Dublin, April 13, 2011

Allied Irish Bank (AIB) aimed to put the 'collective madness' of a homegrown property bubble behind it with an annual loss of 10.4 billion euros ($15 billion) and a plan to axe over 2,000 jobs.

A former stock market darling with international ambitions, AIB has been effectively nationalised and saved from collapse by emergency ECB funding after being shut out of debt markets and losing 22 billion euros in deposits last year.

There were further 'slight' deposit outflows this year, mainly from overseas corporate funds, but fresh stress tests which require AIB to raise 13.3 billion euros in capital and a 'big bang' overhaul of the sector have provided some stability.

'The news of the bank's recapitalisation has been viewed positively by the market and we hope that that now represents a turning point and we can now rebuild the bank from here,' executive chairman David Hodgkinson said.

* **Goal**: Carry on the news report about Allied Irish Bank's annual loss, writing the next paragraphs that follow the executive chairman's quoted remarks.

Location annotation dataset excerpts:
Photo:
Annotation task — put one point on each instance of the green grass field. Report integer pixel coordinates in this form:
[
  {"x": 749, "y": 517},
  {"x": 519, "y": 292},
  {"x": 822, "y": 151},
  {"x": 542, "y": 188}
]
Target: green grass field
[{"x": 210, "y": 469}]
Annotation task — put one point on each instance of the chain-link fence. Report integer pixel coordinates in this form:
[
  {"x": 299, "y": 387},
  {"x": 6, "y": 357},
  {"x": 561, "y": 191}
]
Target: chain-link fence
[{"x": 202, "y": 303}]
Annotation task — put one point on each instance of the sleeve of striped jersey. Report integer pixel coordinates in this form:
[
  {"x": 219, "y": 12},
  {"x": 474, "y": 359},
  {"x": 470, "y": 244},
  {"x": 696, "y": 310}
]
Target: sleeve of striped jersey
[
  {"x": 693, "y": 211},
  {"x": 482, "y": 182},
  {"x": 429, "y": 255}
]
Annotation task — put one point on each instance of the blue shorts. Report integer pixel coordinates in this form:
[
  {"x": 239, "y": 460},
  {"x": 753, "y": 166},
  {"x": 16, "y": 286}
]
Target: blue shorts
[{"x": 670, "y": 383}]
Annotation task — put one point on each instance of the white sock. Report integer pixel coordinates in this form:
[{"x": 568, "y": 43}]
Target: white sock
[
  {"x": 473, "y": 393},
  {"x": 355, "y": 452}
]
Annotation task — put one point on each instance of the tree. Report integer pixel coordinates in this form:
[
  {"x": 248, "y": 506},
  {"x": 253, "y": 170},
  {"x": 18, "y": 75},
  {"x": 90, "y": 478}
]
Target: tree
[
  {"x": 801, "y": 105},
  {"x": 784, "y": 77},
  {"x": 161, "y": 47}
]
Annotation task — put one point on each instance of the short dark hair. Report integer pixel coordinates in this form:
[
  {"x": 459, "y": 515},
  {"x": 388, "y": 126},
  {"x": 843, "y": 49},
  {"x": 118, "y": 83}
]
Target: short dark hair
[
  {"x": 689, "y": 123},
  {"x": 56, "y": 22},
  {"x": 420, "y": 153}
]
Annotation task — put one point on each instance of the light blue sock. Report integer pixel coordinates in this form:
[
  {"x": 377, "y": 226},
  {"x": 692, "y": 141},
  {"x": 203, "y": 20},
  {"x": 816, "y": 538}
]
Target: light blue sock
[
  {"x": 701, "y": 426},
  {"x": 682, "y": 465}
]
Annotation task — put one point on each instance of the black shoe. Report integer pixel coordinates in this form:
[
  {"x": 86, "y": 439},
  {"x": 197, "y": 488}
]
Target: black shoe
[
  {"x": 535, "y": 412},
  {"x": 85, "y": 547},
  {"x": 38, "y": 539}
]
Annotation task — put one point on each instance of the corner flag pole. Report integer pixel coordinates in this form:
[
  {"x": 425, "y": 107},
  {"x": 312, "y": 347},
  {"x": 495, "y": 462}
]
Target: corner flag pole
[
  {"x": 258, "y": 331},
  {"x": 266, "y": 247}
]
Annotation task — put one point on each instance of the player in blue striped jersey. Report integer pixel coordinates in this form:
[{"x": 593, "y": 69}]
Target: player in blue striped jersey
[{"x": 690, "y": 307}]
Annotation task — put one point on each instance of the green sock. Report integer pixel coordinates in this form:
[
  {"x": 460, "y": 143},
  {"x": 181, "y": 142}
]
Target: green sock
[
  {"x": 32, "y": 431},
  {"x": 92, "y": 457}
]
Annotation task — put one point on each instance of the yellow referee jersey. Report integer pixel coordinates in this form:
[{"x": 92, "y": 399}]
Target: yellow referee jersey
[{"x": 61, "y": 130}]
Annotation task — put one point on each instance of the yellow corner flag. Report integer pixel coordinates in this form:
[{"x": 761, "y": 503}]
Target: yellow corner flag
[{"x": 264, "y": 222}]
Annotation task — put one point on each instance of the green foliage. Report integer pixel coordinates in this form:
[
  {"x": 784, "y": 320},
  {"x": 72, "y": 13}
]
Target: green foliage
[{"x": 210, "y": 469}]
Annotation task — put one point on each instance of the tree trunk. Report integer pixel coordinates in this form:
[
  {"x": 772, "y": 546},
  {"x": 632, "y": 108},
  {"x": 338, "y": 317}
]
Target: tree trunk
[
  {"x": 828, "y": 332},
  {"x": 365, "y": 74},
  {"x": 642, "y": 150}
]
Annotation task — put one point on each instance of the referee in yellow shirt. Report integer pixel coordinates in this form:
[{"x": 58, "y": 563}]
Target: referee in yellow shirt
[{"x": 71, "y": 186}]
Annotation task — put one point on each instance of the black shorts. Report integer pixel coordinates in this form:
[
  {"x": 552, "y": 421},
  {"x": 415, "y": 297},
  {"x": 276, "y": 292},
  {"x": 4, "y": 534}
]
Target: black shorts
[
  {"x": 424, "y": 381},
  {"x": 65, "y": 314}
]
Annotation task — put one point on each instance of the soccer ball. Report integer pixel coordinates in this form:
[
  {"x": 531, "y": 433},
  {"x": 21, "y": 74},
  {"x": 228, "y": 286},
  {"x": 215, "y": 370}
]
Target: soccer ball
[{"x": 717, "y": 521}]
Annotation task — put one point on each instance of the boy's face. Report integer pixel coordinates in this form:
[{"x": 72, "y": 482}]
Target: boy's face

* **Solved exercise**:
Dublin has pledged to radically shrink its banking system as part of an EU-IMF bailout and AIB will be one of two so-called 'pillar banks' left from what was once a crowded field.

AIB is hoping that 2010 will mark the nadir in terms of group losses but it has said it is too early to call the peak in arrears. The IMF slashed its 2011 growth forecast for the Irish economy to just 0.5 per cent from 0.9 per cent on Monday, underlining the challenge ahead.

Dublin has put a 70 billion euros price on drawing a line under its banking crisis and AIB is second only to Anglo Irish, the poster child for Ireland's casino-style property lending, in the burden it is putting on recession-weary taxpayers.

'There was almost a kind of collective madness, everyone went crazy and for a very long time,' said Hodgkinson.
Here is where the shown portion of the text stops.